> Document excerpt
+ + + +

Last Updated: Friday, 29 August 2014, 14:18 GMT

Chronology for Hui Muslims in China

Publisher Minorities at Risk Project
Publication Date 2004
Cite as Minorities at Risk Project, Chronology for Hui Muslims in China, 2004, available at: http://www.refworld.org/docid/469f3879c.html [accessed 29 August 2014]
DisclaimerThis is not a UNHCR publication. UNHCR is not responsible for, nor does it necessarily endorse, its content. Any views expressed are solely those of the author or publisher and do not necessarily reflect those of UNHCR, the United Nations or its Member States.
Date(s) Item
Apr 1990 A Chinese Muslim scholar visited Morocco and gave a talk at the Royal Palace on Muslim activities in China. He was also received by King Hassan II. Chinese Muslims celebrate the breaking of the Fast during the month of Ramadan. Bai Lichen, Chairman of the regional government and other leaders of the Ningxia Hui Autonomous Region (NHAR) extended festival greetings to the Muslims in the regional capital of Yinchuan.
Jul 1990 Five Chinese Muslim pilgrims have been confirmed dead and four others are missing from the Mecca tunnel disaster in Saudi Arabia early this month. One of them is of Hui nationality, China Daily reports. Chinese Foreign Minister Qian Qichen visits Saudi Arabia to finalize the establishment of diplomatic relations between the two countries. Replying to a reporter's question on the status of Muslims in the PRC, the Minister explained that some 16 million Muslims currently living in China enjoy religious freedom and the right to practice their religious rites. He also mentioned that there were more than 20,000 mosques in China for conducting religious activities (BBC World Report, 7/24/90).
Jan 1991 A Chinese foreign ministry spokesman says that Chinese Muslims support the government position on the Gulf war.
Feb 1991 A magazine dedicated to studies of the Hui nationality commenced publication on February 4. The "Studies of Hui Nationality" is sponsored and published by the NHAR Academy of Social Sciences. The first edition advanced the view that China's Hui nationality was formed by the long-term assimilation of Arabs, Persians and the Chinese Han nationality. China has over 8 million Hui people who live mainly in Ningxia, Gansu, Qinghai and Xinjiang, all in northwest China. Bai Shouyi, a well-known Chinese historian, is a major editor of the magazine.
Jul 1991 The Los Angeles Times (07/02/91) reports that restrictions on the training of future Imams (religious leaders) are still severe and the regional government of the NHAR restricts the construction of new mosques, because they are alleged to be "centers' of disturbance and secessionist movements.
Oct 1991 A 65-member special Muslim Committee has been set up to monitor the quality of factory-made Muslim food nationwide. The Committee will also take measures to initiate technical cooperation and expand the export of Chinese Muslim foods. Haji Hossin Hie Bo Li, former Chairman of NHAR, will lead the organization.

+ + + +

> What is needed
Reproduce the stretch of the Hui chronology from "Jul 1991 The Los" through "lead the organization.", swapping "Committee" for "Board". The listing after this text isn't needed.

> Provided material
+ + + +

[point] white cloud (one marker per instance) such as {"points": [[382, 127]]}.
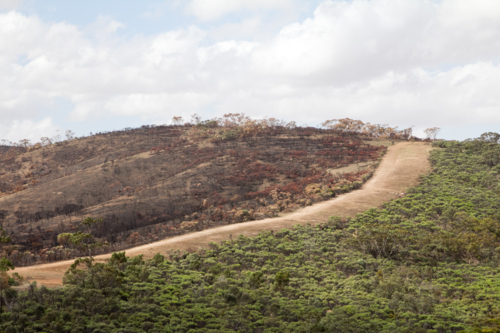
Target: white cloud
{"points": [[10, 4], [384, 61], [28, 129], [213, 9]]}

+ + + +

> Worked answer
Jul 1991 The Los Angeles Times (07/02/91) reports that restrictions on the training of future Imams (religious leaders) are still severe and the regional government of the NHAR restricts the construction of new mosques, because they are alleged to be "centers' of disturbance and secessionist movements.
Oct 1991 A 65-member special Muslim Board has been set up to monitor the quality of factory-made Muslim food nationwide. The Board will also take measures to initiate technical cooperation and expand the export of Chinese Muslim foods. Haji Hossin Hie Bo Li, former Chairman of NHAR, will lead the organization.